# Thread: Differentiation of inverse tanh

1. ## Differentiation of inverse tanh

inverse tanh(X) = 1/2 ln(1+x/1-x) differentiate to show that d/dx = 1/1-x^2

I have been working on this problem for so long, can anyone show me the solution. Thanks!

2. Originally Posted by skeltonjoe
inverse tanh(X) = 1/2 ln(1+x/1-x) differentiate to show that d/dx = 1/1-x^2

I have been working on this problem for so long, can anyone show me the solution. Thanks!
$\displaystyle \tanh^{-1}{x} = \frac{1}{2}\ln{\frac{1 + x}{1 - x}}$.

- Written instruction 1 -
In the thread on differentiating inverse tanh, what username is shown on the originally posted message that the reply quotes?

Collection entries
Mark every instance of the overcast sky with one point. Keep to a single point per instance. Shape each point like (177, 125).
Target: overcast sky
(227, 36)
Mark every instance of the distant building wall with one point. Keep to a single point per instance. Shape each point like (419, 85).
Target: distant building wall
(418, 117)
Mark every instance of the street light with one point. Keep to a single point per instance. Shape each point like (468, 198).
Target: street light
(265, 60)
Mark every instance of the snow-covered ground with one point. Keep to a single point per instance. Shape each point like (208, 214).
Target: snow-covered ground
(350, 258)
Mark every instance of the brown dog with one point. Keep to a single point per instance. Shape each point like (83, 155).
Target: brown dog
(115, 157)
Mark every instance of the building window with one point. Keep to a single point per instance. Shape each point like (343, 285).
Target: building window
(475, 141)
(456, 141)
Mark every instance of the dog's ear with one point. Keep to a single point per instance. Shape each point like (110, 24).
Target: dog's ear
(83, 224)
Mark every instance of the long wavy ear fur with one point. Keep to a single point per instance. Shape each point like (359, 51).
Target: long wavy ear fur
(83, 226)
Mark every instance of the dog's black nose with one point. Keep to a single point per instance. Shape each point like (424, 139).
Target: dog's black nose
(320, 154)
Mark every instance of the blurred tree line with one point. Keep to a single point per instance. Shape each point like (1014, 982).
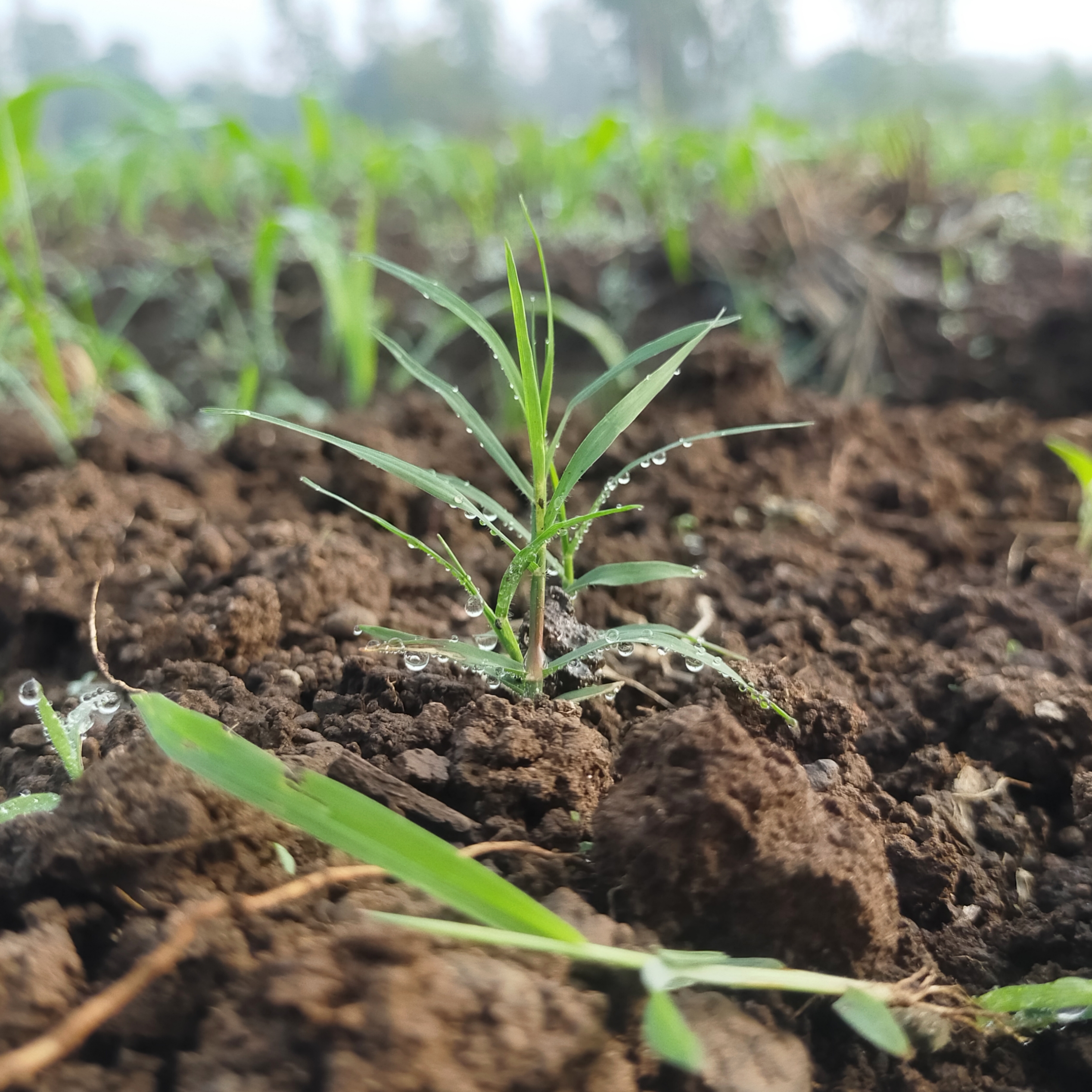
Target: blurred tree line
(707, 62)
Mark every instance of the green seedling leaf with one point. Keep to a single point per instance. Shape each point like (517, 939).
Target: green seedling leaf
(529, 555)
(638, 356)
(464, 411)
(66, 743)
(531, 398)
(599, 333)
(28, 805)
(615, 422)
(672, 640)
(413, 541)
(458, 306)
(666, 1031)
(286, 861)
(346, 819)
(590, 691)
(1079, 462)
(872, 1019)
(459, 651)
(442, 486)
(1070, 993)
(625, 574)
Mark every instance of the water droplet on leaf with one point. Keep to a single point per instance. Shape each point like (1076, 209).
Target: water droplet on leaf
(30, 693)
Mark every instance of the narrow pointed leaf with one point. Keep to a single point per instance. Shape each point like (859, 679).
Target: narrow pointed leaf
(615, 422)
(624, 574)
(666, 1031)
(28, 805)
(872, 1019)
(627, 364)
(67, 744)
(530, 397)
(1070, 993)
(458, 651)
(458, 306)
(590, 691)
(464, 411)
(438, 485)
(346, 819)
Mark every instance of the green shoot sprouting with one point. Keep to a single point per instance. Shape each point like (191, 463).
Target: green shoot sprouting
(506, 915)
(1080, 462)
(545, 542)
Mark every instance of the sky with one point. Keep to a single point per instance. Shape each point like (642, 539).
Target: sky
(183, 40)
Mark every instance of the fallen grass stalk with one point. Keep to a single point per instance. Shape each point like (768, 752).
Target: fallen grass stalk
(23, 1065)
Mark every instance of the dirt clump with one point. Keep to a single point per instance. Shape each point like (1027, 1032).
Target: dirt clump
(718, 839)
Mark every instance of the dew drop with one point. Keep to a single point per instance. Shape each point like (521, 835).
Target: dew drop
(30, 693)
(109, 703)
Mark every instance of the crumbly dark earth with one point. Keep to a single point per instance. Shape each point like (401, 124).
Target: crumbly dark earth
(903, 580)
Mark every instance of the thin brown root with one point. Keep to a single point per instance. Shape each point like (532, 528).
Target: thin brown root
(610, 673)
(22, 1066)
(104, 668)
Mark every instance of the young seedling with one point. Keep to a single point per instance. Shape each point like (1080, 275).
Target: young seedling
(545, 543)
(66, 734)
(1080, 462)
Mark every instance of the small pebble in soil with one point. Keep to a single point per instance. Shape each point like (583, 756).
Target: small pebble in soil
(823, 775)
(1070, 841)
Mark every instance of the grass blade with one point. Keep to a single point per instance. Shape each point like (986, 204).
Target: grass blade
(67, 744)
(590, 691)
(624, 574)
(458, 651)
(615, 422)
(28, 805)
(1070, 993)
(442, 486)
(531, 399)
(458, 306)
(638, 356)
(344, 818)
(464, 411)
(872, 1019)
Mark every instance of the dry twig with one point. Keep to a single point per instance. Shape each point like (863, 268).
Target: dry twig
(22, 1066)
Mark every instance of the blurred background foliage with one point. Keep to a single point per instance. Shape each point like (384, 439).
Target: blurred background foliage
(199, 246)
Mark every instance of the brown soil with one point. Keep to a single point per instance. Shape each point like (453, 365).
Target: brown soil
(901, 579)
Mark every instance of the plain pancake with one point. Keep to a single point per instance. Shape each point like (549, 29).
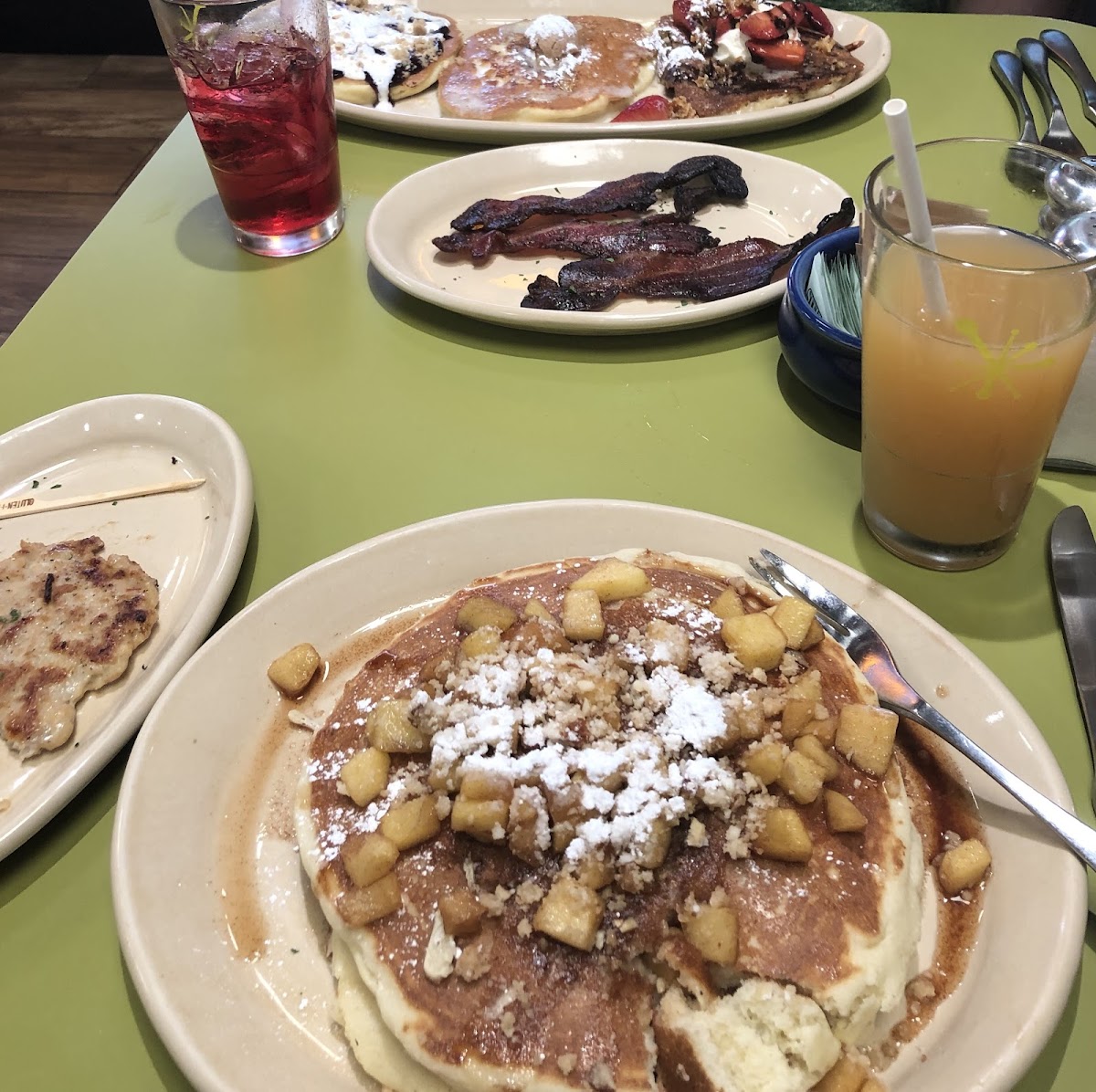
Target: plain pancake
(543, 1015)
(69, 621)
(500, 77)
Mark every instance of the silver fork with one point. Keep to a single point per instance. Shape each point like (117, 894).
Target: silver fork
(869, 652)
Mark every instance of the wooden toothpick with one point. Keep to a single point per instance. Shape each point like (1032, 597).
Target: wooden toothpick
(42, 502)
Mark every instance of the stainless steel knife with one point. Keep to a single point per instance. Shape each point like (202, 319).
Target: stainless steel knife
(1073, 570)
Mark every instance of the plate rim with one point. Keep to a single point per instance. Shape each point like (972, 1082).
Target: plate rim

- Written instruction 2 -
Print the lines of the records starting at the line that contains "Mark every instance of the brown soil" and ending after the line that contains "(1073, 570)", both included. Leave the pictures out of your answer.

- Worked solution 1 -
skeltonjoe

- Worked solution 2 -
Mark every instance of the brown soil with one point. Keep to a single point per instance. Shape each point like (453, 365).
Target: brown soil
(901, 579)
Mark every instance of the plain pancake with one point. Keep to a single point per instance. Shape each point like (549, 29).
Target: plain pancake
(543, 1015)
(69, 621)
(500, 77)
Mark every instance of the silver fork with one point. Keep to a single point per instance. Shape each point like (117, 894).
Target: silver fork
(869, 652)
Mark every instance of the wooden toothpick with one point. Keep to a single point per instance. Shape each point like (1032, 597).
Target: wooden toothpick
(42, 502)
Mark every instance of the stainless steel knife with one point. Keep to a single point per instance. Shape each point like (202, 319).
Target: stainless steel knife
(1073, 570)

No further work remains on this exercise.